■ **Selected text**
□ □ □

Tag Archives: water

Drought Hits Mexico Hard, Including Oaxaca

I’m reposting this from The Mezcalistas team and Susan Coss, who is a mezcal educator and runs Mezcal in a Bottle throughout the USA. She operates out of the Bay Area of Northern California. There is water urgency here in Oaxaca, where many of us buy water for drinking and household use. We are alarmed and concerned for locals and foreigners alike. The cost of water has tripled as the aquafer has dried up and wells are no longer providing for our basic needs. I’m showering no more than twice a week and wash my hair maybe once a week. When I do, it’s a dribble. I conserve water at the sink by running the water at a trickle. Visitors need to heed all precautions for water conservation!

It rained last night in Teotitlan del Valle. I sat under the corridor, the sheltered part of my patio, in celebration of the forty-minute downpour. But it’s a drop in the bucket.

Please read to understand what is going on here!

□ □ □

■ **Goal**
Please update the passage of the drought post from "I’m reposting this" up to and including "for water conservation!", putting "doubled" in place of "tripled".

■ **Supplied data**

□ □ □

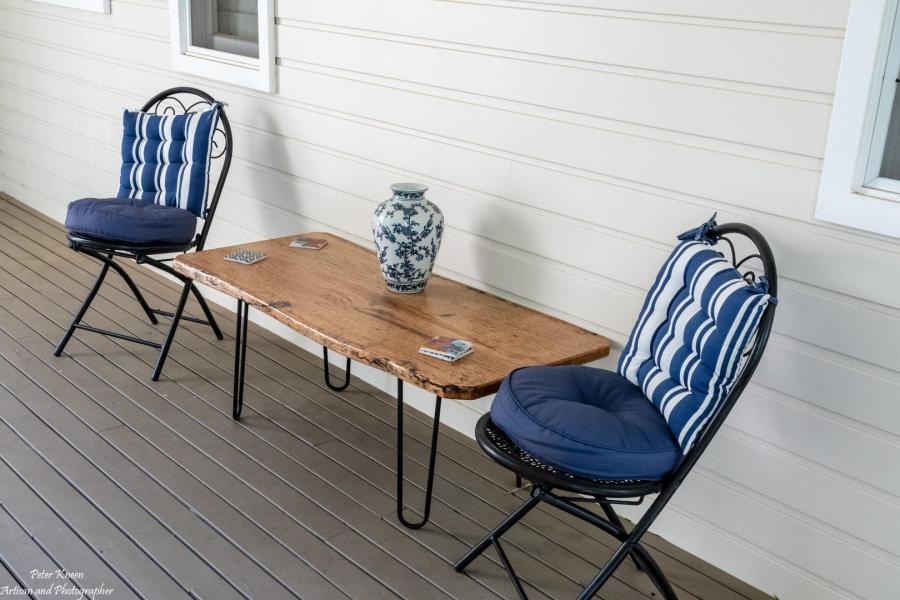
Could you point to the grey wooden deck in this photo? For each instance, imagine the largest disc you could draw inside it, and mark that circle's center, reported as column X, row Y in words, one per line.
column 152, row 490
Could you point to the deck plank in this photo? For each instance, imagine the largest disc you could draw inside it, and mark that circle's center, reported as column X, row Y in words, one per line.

□ □ □

■ **Written response**
I’m reposting this from The Mezcalistas team and Susan Coss, who is a mezcal educator and runs Mezcal in a Bottle throughout the USA. She operates out of the Bay Area of Northern California. There is water urgency here in Oaxaca, where many of us buy water for drinking and household use. We are alarmed and concerned for locals and foreigners alike. The cost of water has doubled as the aquafer has dried up and wells are no longer providing for our basic needs. I’m showering no more than twice a week and wash my hair maybe once a week. When I do, it’s a dribble. I conserve water at the sink by running the water at a trickle. Visitors need to heed all precautions for water conservation!